- **Texto mostrado**:
··········

Para mal y para bien

En las últimas dos décadas los Estados Unidos han cambiado en aspectos fundamentales. Las exageradas expectativas de los años 90 dieron paso, en la primera década del nuevo milenio, a un creciente cinismo, a la discordia política y a la división. Sin embargo, hay algunos desarrollos positivos, por lo que la esperanza no se pierde del todo. Hace casi nueve años, los Estados Unidos sufrieron un ataque terrorista cuyas ramificaciones se dejan sentir todavía hoy, y probablemente seguirán marcando a la sociedad estadounidense en los años venideros. Es imposible comprender las dos guerras en curso, Irak y Afganistán (ya la más larga de la historia de los Estados Unidos) —por no hablar de frecuentes ataques militares en Pakistán—, sin reconocer cómo se destrozaron la inocencia y la percepción de invulnerabilidad el 11 de septiembre del 2001.
Y, sin embargo, la guerra en Afganistán es cada vez más impopular, y su resultado, incierto. La llamada “guerra contra el terror”, lanzada con bombos y platillos por George W. Bush, es ampliamente cuestionada y su significado resulta cada vez menos claro. Hay una gran confusión sobre el papel de los Estados Unidos en el mundo y sobre las necesidades y prioridades del país. Ése es precisamente el vacío que la sociedad estadounidense y gran parte del mundo suponían sería cubierto por Barack Obama cuando se convirtió en Presidente en enero del 2009.

··········

- **Filas de datos**:

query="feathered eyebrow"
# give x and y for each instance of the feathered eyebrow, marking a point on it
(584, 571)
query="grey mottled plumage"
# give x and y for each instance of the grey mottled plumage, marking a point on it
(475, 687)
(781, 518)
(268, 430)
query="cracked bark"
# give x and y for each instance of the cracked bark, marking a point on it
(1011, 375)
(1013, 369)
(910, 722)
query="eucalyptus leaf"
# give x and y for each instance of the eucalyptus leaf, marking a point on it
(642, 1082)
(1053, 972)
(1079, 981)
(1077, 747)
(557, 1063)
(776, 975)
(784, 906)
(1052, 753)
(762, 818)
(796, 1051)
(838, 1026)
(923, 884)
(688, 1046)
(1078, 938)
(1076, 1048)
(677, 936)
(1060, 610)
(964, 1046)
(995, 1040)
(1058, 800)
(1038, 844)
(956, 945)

··········

- **Ejercicios**:
- 1) Según el texto mostrado, ¿qué guerra es ya la más larga de la historia de los Estados Unidos?
- 2) Pasa a una lista breve el párrafo del texto mostrado que empieza con "Y, sin embargo, la guerra en Afganistán", sin perder sus datos principales.
Las filas no tienen nada que ver con el texto mostrado.

- **Respuestas por ejercicio**:
- 1) La guerra de Afganistán.

- 2)
- La guerra en Afganistán es cada vez menos popular y su resultado es incierto.
- La "guerra contra el terror" que lanzó George W. Bush está muy cuestionada, y cada vez se entiende menos su significado.
- Hay mucha confusión sobre el papel de los Estados Unidos en el mundo y sobre lo que el país necesita y prioriza.
- La sociedad estadounidense y buena parte del mundo esperaban que Barack Obama llenara ese vacío al llegar a la Presidencia en enero del 2009.